Task »
Copy out the data below. Keep every word as it is.

━━━

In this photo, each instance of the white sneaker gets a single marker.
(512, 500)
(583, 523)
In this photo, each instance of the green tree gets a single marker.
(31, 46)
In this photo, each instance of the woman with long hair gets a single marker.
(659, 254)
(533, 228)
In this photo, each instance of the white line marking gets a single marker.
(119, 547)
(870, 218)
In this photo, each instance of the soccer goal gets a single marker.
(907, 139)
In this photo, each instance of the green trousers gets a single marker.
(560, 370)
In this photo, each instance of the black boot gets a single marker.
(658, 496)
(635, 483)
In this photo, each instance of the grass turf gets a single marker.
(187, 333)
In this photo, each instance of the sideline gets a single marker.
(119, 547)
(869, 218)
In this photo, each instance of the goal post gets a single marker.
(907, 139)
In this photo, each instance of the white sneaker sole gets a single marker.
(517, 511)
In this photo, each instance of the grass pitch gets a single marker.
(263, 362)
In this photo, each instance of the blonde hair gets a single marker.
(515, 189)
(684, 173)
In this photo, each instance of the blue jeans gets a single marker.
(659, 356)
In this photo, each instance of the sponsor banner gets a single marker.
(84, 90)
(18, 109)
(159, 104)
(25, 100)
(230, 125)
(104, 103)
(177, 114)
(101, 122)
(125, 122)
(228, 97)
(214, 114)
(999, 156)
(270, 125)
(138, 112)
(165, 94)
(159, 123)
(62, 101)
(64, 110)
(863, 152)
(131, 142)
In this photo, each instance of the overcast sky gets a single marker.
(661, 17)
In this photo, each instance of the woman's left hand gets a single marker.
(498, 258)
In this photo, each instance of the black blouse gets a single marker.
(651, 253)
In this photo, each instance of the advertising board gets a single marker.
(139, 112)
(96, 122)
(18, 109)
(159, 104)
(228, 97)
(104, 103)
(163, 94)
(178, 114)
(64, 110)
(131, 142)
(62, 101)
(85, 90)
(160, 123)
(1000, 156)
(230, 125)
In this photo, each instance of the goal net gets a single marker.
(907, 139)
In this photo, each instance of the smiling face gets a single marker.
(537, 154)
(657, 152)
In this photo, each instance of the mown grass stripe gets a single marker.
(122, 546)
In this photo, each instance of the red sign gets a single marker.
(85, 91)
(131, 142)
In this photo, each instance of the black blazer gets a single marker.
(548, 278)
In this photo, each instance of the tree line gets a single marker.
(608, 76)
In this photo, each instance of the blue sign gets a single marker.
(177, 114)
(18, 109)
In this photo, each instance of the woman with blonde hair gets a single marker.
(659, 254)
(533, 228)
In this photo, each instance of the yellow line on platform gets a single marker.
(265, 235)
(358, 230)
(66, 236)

━━━

Response to the task »
In this photo, each instance of the white sneaker gets a single marker.
(512, 500)
(583, 523)
In this photo, each instance of the green tree gets a single marker.
(31, 46)
In this photo, each instance of the woman with long hair gets a single marker.
(659, 254)
(533, 228)
In this photo, each instance of the white line marking gets a single marker.
(119, 547)
(870, 218)
In this photo, each instance of the soccer goal gets a single marker.
(907, 139)
In this photo, each instance of the green trousers gets a single marker.
(560, 370)
In this photo, each instance of the black boot gets a single marker.
(658, 496)
(635, 483)
In this photo, each instance of the grass turf gets a single marker.
(187, 333)
In this photo, each instance of the sideline gets a single marker.
(119, 547)
(869, 218)
In this photo, each instance of the goal post gets a single marker.
(907, 139)
In this photo, each instance of the white sneaker sole gets a single marker.
(517, 511)
In this photo, each instance of the grass pitch gets a single marker.
(263, 362)
In this photo, each instance of the blonde hair gets a single marker.
(515, 189)
(684, 173)
In this photo, each instance of the blue jeans gets a single marker.
(659, 356)
In this photo, each instance of the sponsor banner gets a single marker.
(84, 90)
(18, 109)
(159, 104)
(25, 100)
(230, 125)
(104, 103)
(177, 114)
(101, 122)
(125, 122)
(228, 97)
(214, 114)
(999, 156)
(270, 125)
(138, 112)
(165, 94)
(159, 123)
(62, 101)
(64, 110)
(863, 152)
(131, 142)
In this photo, each instance of the overcast sky gets a single marker.
(661, 17)
In this photo, each instance of the woman's left hand gets a single marker.
(498, 258)
In this photo, each instance of the black blouse gets a single marker.
(651, 253)
In this photo, each instance of the advertising board gets a single marker.
(139, 112)
(96, 122)
(18, 109)
(159, 104)
(228, 97)
(104, 103)
(163, 94)
(178, 114)
(64, 110)
(131, 142)
(62, 101)
(85, 90)
(160, 123)
(1000, 156)
(230, 125)
In this photo, each instance of the goal net gets a single marker.
(907, 139)
In this photo, each instance of the smiling face gets a single marker.
(537, 154)
(657, 152)
In this photo, each instance of the mown grass stripe gets a single marker.
(122, 546)
In this photo, each instance of the red sign gets a single marker.
(85, 91)
(131, 142)
In this photo, each instance of the black blazer gets a single marker.
(548, 278)
In this photo, each instance of the tree line gets a single marker.
(608, 76)
In this photo, each instance of the blue sign gets a single marker.
(177, 114)
(18, 109)
In this photo, each instance of the woman with blonde hair gets a single marker.
(659, 254)
(533, 228)
In this photo, each instance of the yellow line on platform gets a single marker.
(265, 235)
(358, 230)
(66, 236)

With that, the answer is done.